Sunday, October 23, 2011

Sedwick and Lee

Eve Kosofosky Sedwick’s essay “How to Bring Your Kids Up Gay” explains modern culture’s desire to have a world without homosexuality. Sedwick takes into consideration the current psychoanalytic strategies concerning homosexuals and suggests that the tactics are merely to remove the homosexual tendencies within “already gay” individuals instead of alleviate the anxiety or pressures they may feel from society. He suggests that many parents put their homosexual children into therapy in hopes of removing their gay desires and making them straight; although the parents may seem interested in protecting their children from the cruelty within society, they often kick them out when they fail to change. Sedwick shows how this idea does not only apply to parents but also to society at large as he points out that there is a vast scope of individuals who prioritize the prevention of the development of gay people, but there is no major institution to resist this undergoing.

The conversation within Sedwick’s essay relates to some of the ideas found within Joon Lee’s “Joy of the Castrated Boy.” In his essay, Lee describes this joy that he speaks of in his title to ultimately be the relief an individual can eventually realize when he is mistaken for the someone that he is. Lee accounts for this joy on a personal note as he tells his own story, illustrating the struggle he had with his identity when he was younger to his eventual acceptance of his gender role. As an effeminate young man, Lee was often mistaken for a woman, which greatly frustrated him due to his fear of society’s perception of the castrated boy. Lee illustrates how many individuals see the castrated boy as inadequate and unworthy as they find themselves the negative image of both heterosexual and homosexual males, relating to the idea in Sedgwick’s as the majority of modern culture wishes for a world with no gays. However, Lee describes how this first unwanted mistaking of identity results in a sense of relief and joy. He came to recognize the good and liberation in being mistaken as he realized that an individual can never escape who they really are. By being mistaken as a girl, Lee came to accept his true being after years of resistance and finally embraced his femininity. This idea suggests that the psychotherapy treatments described in Sedgwick’s essay are ultimately futile as individuals reach a conclusion of their inner self on their own without a therapist’s help; the therapists who may try and suppress the homosexual tendencies found within gay individuals will ultimately fail because in the end individuals are the one who come to their own deductions.
.....
WORK ITEM ->
Answer these from the post on Sedwick and Lee:
(a) According to the post, what do parents often do when their homosexual children fail to change?
(b) What was Lee often mistaken for as an effeminate young man?
(c) What is the title of Joon Lee's essay?
The items that come after this post have nothing to do with it.

DATA EXTRACTS ->
.....
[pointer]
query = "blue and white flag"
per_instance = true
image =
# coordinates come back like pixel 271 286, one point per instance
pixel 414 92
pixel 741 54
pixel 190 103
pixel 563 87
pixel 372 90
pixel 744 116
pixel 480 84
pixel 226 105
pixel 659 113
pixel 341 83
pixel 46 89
.....
ANSWER ->
(a) They often kick them out.
(b) He was often mistaken for a woman.
(c) "Joy of the Castrated Boy"